── The input
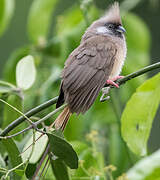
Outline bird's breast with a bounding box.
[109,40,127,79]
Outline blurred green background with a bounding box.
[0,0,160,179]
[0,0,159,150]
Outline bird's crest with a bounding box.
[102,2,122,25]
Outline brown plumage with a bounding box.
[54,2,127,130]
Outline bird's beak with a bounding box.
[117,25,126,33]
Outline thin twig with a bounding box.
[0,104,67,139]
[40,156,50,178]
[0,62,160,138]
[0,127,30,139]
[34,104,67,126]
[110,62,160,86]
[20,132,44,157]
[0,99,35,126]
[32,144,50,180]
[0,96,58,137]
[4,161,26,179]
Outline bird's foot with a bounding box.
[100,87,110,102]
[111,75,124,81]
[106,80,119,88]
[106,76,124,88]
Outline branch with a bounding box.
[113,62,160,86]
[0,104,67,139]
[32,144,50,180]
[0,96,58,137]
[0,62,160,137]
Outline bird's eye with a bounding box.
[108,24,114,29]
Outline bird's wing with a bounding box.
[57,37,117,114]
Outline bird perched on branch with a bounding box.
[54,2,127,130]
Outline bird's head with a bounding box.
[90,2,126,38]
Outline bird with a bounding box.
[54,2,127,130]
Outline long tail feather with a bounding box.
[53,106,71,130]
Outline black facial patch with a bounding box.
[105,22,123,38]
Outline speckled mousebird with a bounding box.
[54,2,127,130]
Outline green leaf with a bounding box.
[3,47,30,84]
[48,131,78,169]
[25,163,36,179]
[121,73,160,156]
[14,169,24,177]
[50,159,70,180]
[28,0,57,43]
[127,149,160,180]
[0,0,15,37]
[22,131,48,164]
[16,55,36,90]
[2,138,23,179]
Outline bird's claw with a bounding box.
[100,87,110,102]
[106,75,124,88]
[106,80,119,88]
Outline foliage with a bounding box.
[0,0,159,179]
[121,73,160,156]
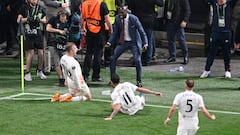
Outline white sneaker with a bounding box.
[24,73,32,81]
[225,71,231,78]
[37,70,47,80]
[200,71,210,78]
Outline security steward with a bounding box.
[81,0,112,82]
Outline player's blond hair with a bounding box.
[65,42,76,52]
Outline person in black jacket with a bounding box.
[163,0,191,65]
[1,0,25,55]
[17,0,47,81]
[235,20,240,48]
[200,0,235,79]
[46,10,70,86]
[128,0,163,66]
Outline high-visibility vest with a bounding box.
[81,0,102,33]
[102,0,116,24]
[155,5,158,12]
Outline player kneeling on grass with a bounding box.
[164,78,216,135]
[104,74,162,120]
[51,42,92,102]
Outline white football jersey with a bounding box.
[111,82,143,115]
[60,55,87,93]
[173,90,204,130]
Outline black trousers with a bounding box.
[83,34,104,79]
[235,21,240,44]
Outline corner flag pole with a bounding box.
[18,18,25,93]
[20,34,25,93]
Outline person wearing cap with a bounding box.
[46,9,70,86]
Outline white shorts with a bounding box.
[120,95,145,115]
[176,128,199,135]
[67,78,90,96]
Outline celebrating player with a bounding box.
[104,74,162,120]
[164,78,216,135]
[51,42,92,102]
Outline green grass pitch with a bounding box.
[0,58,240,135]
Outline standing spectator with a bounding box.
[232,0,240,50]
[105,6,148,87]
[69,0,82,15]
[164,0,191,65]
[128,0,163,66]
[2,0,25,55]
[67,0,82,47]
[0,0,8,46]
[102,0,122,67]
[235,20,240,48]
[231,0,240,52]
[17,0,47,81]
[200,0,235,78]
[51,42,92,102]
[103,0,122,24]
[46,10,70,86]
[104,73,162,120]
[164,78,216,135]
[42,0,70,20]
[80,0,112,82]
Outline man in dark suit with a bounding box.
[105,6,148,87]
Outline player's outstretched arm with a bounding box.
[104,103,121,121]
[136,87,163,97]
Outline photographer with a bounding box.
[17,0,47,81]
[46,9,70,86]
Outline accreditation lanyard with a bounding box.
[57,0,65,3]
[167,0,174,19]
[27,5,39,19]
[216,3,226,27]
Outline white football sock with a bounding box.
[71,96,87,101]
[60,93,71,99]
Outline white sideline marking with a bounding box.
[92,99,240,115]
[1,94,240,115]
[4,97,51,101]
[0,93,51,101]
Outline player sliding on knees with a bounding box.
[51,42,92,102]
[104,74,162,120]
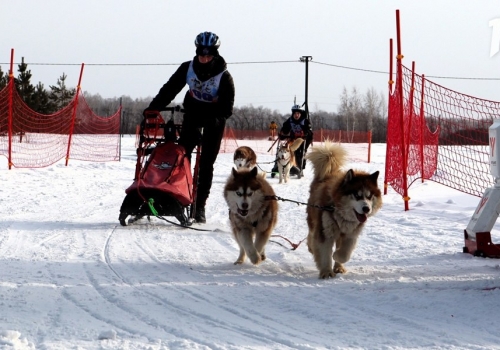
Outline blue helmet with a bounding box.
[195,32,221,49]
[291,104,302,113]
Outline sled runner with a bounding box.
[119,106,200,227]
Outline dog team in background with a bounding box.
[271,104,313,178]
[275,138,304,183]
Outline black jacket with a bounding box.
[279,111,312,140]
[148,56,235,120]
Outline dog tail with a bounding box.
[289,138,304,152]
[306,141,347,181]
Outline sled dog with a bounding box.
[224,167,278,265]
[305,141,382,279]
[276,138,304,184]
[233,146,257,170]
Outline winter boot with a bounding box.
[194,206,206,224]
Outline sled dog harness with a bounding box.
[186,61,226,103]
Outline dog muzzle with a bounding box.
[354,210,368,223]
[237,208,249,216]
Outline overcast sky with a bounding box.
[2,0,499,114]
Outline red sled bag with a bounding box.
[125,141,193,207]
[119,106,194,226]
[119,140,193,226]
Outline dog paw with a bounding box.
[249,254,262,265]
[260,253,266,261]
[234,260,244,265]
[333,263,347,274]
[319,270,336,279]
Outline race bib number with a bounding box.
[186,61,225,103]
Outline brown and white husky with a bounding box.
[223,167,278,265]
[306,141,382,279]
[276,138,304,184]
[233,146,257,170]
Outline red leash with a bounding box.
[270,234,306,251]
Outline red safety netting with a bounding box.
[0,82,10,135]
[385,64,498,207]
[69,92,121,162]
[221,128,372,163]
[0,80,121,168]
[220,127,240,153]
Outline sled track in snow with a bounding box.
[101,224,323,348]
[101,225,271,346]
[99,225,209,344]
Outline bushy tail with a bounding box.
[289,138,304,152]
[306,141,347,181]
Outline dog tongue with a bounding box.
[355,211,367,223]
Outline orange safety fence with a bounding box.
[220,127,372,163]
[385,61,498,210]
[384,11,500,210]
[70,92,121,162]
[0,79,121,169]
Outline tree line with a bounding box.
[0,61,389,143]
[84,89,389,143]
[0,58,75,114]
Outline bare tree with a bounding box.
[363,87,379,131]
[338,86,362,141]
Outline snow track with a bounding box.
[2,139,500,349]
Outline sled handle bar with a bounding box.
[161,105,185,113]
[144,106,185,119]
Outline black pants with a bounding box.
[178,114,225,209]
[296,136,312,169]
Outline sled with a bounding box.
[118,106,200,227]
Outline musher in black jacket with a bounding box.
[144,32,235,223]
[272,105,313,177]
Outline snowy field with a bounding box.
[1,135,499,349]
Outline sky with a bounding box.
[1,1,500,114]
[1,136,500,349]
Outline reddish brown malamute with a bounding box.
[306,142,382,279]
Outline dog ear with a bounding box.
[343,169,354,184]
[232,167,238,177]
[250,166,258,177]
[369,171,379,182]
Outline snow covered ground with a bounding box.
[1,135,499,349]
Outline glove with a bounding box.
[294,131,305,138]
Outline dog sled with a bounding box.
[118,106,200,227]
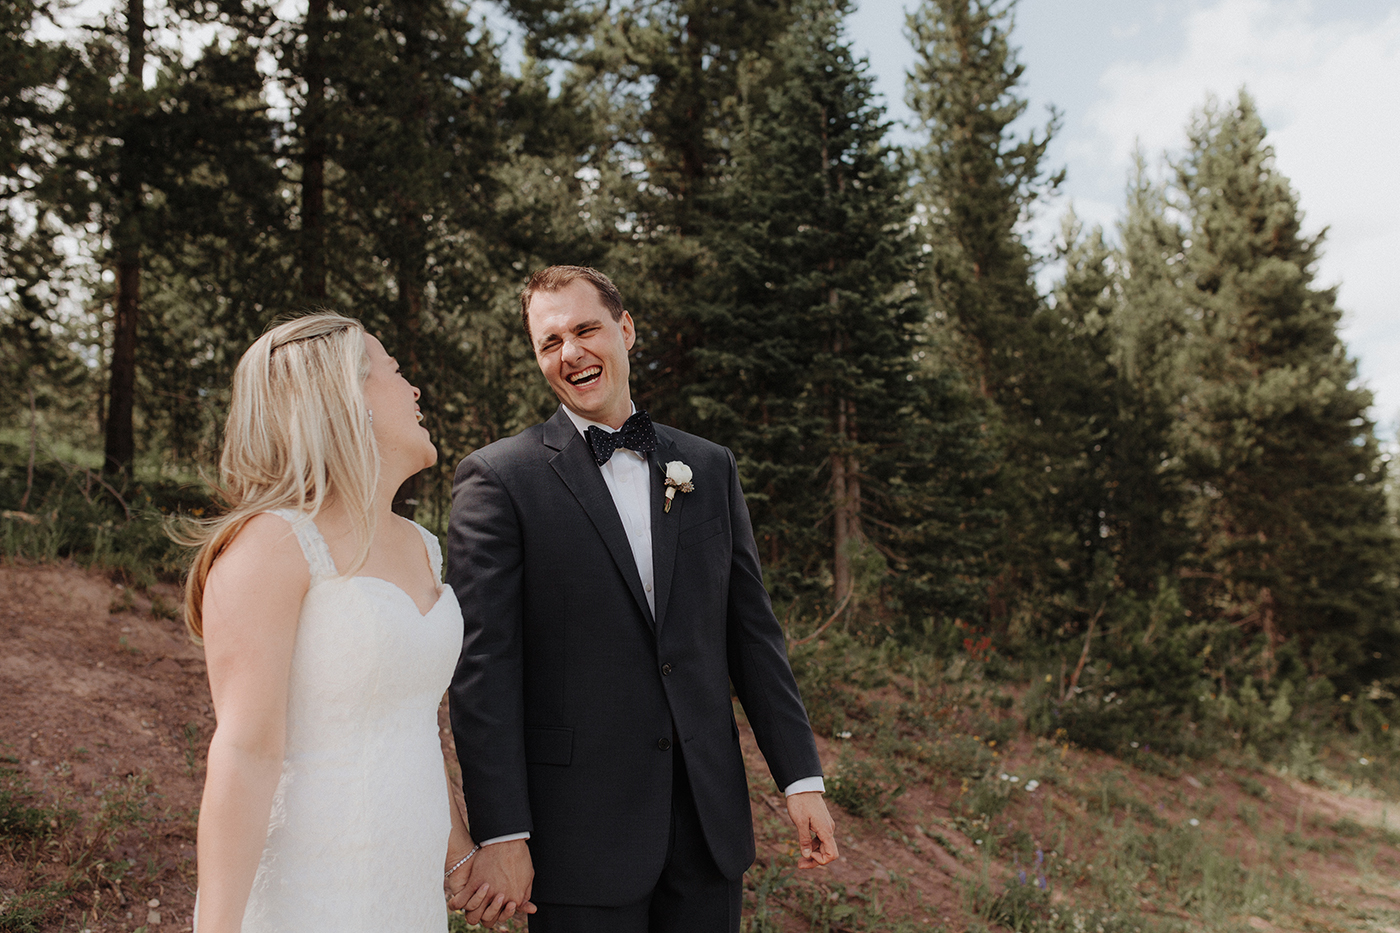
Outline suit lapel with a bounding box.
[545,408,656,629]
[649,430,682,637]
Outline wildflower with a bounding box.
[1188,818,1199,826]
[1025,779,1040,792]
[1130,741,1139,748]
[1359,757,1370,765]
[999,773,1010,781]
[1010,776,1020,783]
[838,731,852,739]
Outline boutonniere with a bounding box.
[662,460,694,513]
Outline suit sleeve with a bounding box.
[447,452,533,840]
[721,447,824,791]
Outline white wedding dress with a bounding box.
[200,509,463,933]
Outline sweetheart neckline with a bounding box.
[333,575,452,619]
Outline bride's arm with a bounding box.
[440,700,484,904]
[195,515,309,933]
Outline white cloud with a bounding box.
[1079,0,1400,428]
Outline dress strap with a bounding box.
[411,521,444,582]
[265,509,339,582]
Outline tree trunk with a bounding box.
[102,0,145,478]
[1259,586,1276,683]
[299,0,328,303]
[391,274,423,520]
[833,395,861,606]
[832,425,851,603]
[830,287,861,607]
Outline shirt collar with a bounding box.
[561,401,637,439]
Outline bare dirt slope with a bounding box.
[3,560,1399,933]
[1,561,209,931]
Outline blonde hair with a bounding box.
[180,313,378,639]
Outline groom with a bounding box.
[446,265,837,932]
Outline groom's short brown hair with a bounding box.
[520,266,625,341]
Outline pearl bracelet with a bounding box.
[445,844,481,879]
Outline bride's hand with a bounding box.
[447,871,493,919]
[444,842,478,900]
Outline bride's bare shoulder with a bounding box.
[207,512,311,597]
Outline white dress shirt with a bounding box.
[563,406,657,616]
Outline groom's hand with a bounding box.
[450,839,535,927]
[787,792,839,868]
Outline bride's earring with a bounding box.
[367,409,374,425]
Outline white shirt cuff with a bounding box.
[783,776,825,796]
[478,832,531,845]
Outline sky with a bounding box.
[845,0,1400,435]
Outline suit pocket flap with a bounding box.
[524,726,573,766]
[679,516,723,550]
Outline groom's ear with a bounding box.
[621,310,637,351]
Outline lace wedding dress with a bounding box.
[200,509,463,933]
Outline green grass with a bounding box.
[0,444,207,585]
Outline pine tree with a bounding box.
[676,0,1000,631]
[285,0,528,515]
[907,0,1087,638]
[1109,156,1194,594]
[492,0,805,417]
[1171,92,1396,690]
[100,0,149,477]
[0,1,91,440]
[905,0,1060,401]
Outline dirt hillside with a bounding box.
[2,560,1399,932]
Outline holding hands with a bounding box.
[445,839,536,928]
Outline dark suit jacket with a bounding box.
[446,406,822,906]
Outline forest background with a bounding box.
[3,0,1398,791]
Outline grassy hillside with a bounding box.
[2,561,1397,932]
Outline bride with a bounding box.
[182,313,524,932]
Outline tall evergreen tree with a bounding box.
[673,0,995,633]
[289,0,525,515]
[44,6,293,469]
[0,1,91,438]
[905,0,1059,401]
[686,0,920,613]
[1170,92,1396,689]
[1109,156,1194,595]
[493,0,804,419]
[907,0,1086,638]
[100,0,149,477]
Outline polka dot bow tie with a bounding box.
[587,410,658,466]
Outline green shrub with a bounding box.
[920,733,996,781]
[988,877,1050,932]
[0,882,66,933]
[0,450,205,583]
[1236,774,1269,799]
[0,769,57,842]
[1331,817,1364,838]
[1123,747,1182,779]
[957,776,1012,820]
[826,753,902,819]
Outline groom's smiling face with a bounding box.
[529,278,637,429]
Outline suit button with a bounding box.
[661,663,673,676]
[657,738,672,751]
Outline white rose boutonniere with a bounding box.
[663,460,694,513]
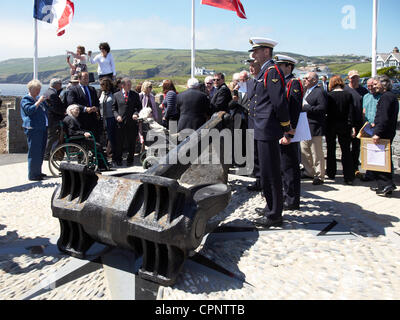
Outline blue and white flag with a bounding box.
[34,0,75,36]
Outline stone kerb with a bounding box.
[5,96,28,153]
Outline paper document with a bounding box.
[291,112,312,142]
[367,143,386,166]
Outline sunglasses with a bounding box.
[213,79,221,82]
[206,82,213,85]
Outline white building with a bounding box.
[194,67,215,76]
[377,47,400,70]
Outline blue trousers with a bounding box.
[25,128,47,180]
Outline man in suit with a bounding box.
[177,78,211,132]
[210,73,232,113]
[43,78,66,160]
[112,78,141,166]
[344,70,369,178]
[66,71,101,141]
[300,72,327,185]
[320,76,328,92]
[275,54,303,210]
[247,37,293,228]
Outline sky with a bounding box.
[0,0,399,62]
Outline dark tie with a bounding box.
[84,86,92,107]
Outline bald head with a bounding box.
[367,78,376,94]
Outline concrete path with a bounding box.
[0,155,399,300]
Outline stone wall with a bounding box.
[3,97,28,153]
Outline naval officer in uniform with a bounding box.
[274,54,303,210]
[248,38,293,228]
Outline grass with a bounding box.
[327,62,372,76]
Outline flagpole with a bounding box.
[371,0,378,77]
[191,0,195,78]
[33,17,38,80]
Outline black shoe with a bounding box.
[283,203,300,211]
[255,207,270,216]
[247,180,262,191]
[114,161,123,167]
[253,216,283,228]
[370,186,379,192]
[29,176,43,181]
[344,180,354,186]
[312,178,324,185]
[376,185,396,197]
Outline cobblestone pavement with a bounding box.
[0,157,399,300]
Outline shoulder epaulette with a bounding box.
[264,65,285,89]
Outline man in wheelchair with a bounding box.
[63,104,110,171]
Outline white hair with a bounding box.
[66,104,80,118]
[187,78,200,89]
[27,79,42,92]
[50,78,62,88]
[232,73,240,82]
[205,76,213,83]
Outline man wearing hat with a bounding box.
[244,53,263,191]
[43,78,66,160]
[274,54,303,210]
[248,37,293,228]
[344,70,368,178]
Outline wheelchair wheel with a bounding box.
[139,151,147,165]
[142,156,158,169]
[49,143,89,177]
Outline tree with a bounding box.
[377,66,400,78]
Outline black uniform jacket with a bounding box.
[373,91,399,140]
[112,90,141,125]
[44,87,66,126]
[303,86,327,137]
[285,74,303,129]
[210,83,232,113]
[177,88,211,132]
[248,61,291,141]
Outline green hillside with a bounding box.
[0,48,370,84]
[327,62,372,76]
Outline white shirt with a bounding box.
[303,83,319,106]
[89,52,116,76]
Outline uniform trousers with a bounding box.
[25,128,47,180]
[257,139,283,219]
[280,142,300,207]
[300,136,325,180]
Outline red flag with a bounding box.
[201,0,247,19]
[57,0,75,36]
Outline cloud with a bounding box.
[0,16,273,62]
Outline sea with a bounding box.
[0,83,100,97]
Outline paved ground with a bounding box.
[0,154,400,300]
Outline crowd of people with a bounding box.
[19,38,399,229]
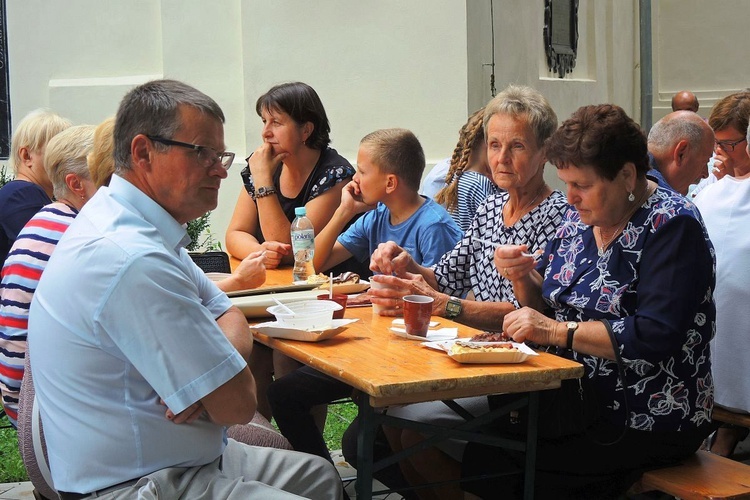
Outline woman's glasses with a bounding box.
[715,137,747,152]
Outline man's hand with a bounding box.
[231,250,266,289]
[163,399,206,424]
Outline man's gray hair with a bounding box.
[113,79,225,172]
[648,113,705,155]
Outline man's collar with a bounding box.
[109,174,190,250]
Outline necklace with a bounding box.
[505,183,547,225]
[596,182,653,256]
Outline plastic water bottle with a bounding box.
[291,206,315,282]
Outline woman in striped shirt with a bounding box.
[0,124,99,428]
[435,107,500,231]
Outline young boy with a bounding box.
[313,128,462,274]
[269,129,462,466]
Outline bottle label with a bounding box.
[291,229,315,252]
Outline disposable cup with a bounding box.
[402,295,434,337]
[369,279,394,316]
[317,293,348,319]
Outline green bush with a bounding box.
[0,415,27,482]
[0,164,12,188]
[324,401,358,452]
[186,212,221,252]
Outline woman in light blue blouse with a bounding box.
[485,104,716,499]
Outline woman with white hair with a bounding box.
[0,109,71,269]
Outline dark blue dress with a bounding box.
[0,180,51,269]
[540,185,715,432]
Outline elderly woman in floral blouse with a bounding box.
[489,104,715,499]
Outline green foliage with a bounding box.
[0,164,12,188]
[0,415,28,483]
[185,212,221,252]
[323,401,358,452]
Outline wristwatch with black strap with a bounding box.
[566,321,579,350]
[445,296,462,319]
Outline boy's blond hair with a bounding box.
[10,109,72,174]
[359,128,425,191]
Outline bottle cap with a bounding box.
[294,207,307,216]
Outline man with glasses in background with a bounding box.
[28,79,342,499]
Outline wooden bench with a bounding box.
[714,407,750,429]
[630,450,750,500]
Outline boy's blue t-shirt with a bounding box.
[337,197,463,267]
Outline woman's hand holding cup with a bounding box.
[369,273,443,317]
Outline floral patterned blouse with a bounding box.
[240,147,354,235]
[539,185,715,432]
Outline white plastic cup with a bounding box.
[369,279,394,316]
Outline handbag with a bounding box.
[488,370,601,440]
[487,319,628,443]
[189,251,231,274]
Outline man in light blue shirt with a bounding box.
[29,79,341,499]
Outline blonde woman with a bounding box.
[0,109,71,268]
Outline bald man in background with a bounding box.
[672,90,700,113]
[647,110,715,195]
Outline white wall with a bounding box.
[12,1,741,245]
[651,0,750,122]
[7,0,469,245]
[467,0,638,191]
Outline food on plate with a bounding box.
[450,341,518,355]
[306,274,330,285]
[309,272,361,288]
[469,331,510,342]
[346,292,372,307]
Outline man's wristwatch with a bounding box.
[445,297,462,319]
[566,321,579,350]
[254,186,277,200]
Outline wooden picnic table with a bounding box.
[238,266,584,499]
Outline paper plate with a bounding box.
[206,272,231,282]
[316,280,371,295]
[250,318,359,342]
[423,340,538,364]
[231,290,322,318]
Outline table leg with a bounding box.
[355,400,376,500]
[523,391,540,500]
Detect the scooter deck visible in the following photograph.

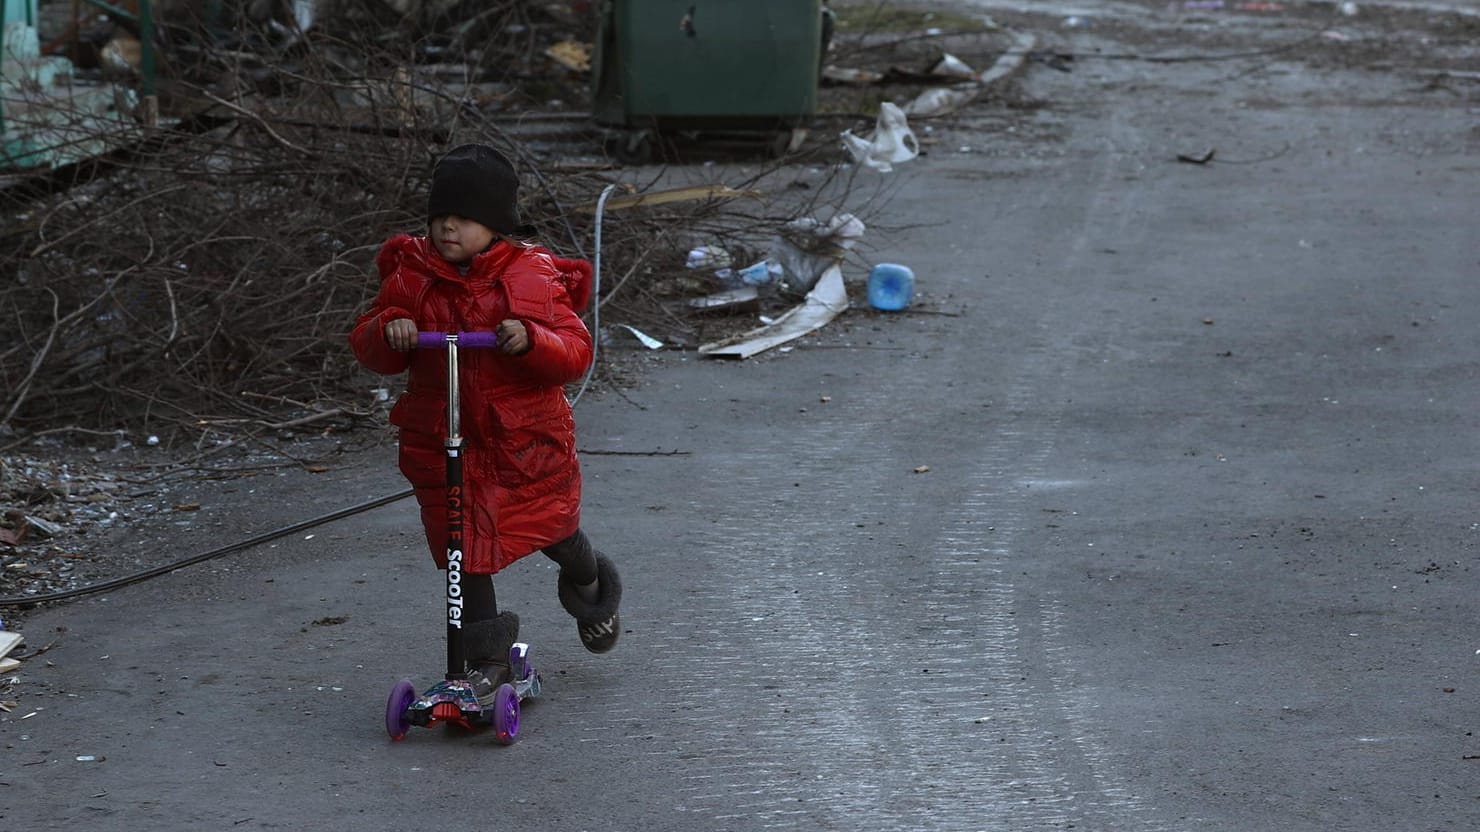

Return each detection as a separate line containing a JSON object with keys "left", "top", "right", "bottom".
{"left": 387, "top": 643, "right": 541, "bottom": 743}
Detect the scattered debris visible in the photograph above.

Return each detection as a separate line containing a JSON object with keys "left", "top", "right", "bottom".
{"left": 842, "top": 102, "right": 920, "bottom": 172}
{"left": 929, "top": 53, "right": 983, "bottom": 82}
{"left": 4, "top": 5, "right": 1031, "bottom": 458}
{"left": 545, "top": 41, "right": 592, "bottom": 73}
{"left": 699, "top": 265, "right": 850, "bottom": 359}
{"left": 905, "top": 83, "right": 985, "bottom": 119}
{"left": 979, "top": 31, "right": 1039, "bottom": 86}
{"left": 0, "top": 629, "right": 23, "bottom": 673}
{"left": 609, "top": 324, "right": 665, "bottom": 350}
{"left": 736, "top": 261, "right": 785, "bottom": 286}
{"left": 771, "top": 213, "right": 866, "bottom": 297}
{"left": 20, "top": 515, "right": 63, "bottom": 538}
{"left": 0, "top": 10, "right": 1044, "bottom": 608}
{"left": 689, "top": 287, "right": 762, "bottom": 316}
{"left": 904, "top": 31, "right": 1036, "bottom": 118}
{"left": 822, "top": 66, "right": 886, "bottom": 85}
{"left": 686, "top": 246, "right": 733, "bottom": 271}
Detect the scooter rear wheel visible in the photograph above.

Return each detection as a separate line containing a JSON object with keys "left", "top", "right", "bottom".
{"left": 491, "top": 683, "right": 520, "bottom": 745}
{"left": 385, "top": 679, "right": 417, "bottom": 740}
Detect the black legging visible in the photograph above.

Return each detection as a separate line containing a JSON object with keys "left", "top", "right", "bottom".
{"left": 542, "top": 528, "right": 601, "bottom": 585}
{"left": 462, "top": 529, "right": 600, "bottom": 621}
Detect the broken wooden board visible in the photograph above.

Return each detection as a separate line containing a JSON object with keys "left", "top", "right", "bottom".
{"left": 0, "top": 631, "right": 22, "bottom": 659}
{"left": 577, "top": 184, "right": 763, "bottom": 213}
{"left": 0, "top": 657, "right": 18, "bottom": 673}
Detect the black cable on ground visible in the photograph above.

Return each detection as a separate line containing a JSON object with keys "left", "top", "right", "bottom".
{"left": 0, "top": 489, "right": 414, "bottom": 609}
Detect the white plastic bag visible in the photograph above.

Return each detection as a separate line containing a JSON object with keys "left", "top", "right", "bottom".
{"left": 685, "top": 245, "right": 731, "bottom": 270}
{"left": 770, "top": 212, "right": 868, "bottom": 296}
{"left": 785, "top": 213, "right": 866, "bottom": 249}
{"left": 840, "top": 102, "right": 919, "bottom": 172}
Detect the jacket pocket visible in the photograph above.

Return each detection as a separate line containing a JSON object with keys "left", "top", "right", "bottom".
────
> [What is required]
Where a line above includes "scooter", copy that line.

> [Exercise result]
Detect the scooter deck visible in the following photograph.
Detect the scooter rear wheel visible in the photograph above.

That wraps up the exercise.